------ Input ------

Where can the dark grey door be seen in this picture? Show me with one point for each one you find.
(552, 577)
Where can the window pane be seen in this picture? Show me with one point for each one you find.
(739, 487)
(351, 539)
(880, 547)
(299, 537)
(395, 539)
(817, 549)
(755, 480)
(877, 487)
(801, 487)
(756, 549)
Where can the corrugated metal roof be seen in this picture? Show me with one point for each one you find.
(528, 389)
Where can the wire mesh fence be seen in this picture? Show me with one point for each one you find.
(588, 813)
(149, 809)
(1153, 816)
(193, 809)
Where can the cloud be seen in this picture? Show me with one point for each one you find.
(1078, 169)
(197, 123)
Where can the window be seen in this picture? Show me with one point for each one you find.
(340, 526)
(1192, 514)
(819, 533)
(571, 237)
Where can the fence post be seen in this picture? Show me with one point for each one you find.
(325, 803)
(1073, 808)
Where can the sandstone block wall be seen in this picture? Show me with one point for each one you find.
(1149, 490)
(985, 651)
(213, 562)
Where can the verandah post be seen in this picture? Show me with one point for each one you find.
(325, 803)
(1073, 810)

------
------ Input ------

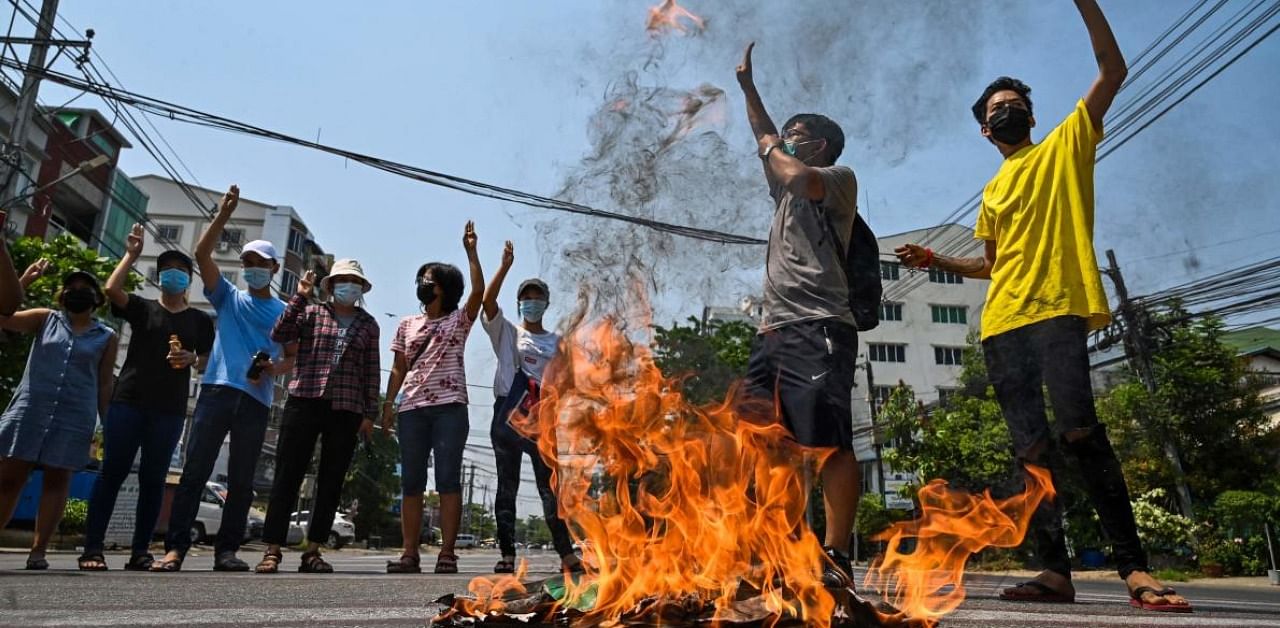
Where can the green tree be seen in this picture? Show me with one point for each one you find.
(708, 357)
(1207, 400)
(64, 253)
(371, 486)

------

— Objective —
Format the items as a JSON list of strings, one string per line, starting with the line that contains "Where can the verandah" and going on through the line that contains "(1073, 810)". Include only those lines and leave out any blank ones.

— Result for this exercise —
[
  "Where can the verandah post be seen in this picture? Show me with one point for each one you find.",
  "(325, 803)",
  "(1073, 810)"
]